■ Work instructions: Rewrite every line of the records below, changing "Behaviour note" to "Behavior note" wherever it occurs and keeping everything else the same. Omit the pictures from your answer.
═══ Data for this exercise ═══
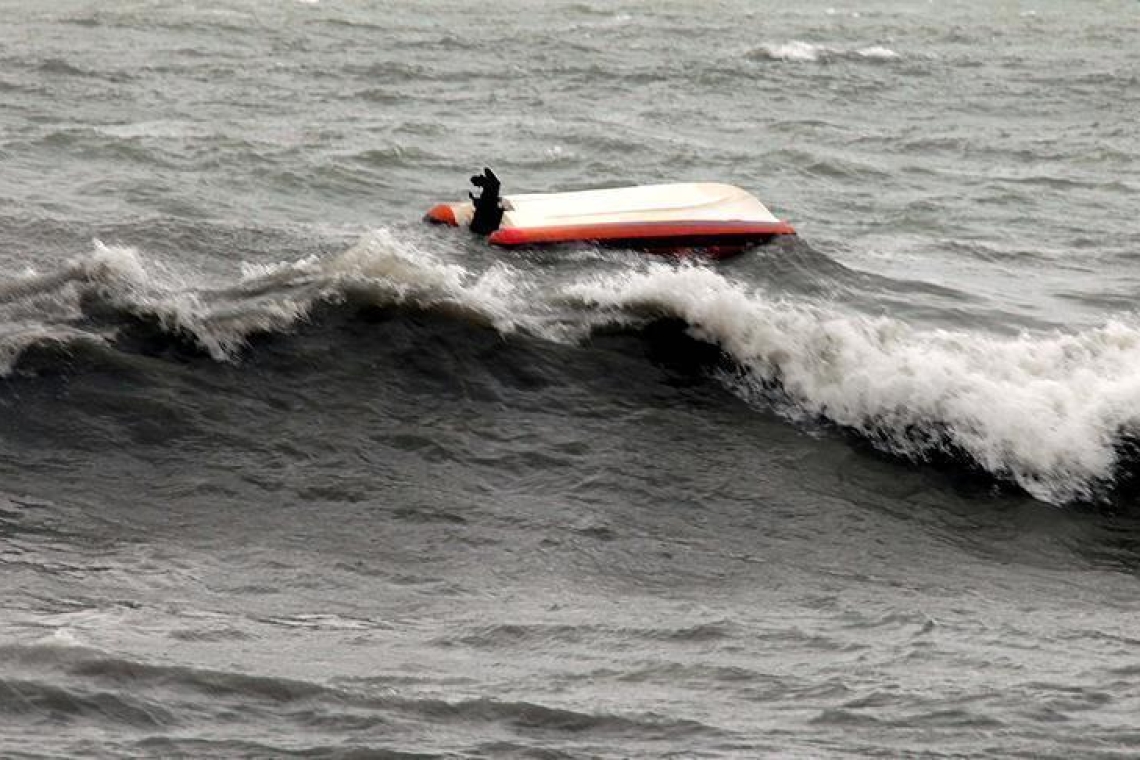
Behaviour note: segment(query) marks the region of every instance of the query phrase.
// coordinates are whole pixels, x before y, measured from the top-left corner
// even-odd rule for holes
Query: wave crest
[[[854,430],[923,460],[962,452],[1054,504],[1110,482],[1140,409],[1140,325],[1013,337],[923,330],[889,317],[769,299],[699,268],[575,285],[614,320],[684,319],[742,369],[743,395]]]

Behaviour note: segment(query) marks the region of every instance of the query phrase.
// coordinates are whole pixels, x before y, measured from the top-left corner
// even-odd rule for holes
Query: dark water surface
[[[1137,3],[0,17],[0,754],[1140,752]]]

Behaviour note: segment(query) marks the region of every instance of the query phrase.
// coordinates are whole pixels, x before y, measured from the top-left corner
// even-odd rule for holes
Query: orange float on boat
═══
■ Completed exercise:
Behavior note: segment(query) marks the region of every instance of the query phrase.
// coordinates are whole pixels, x before y, measured from the top-left corner
// even-odd rule for holes
Query: wave crest
[[[854,430],[923,460],[962,452],[1054,504],[1110,482],[1140,409],[1140,325],[1013,337],[923,330],[889,317],[769,299],[699,268],[575,285],[614,320],[684,319],[742,369],[743,395]]]

Behavior note: segment(query) marks the region of every instance of the query phrase.
// coordinates are whole pixels, x before y, measured from the top-left corner
// even-odd rule for holes
Query: dark water surface
[[[1137,3],[0,17],[0,754],[1140,752]]]

Behavior note: segment(query) marks the region of every instance of the query phrase.
// coordinates are whole pixels, x before y, measured from the top-left corner
// even-odd rule for holes
Query: orange float on boat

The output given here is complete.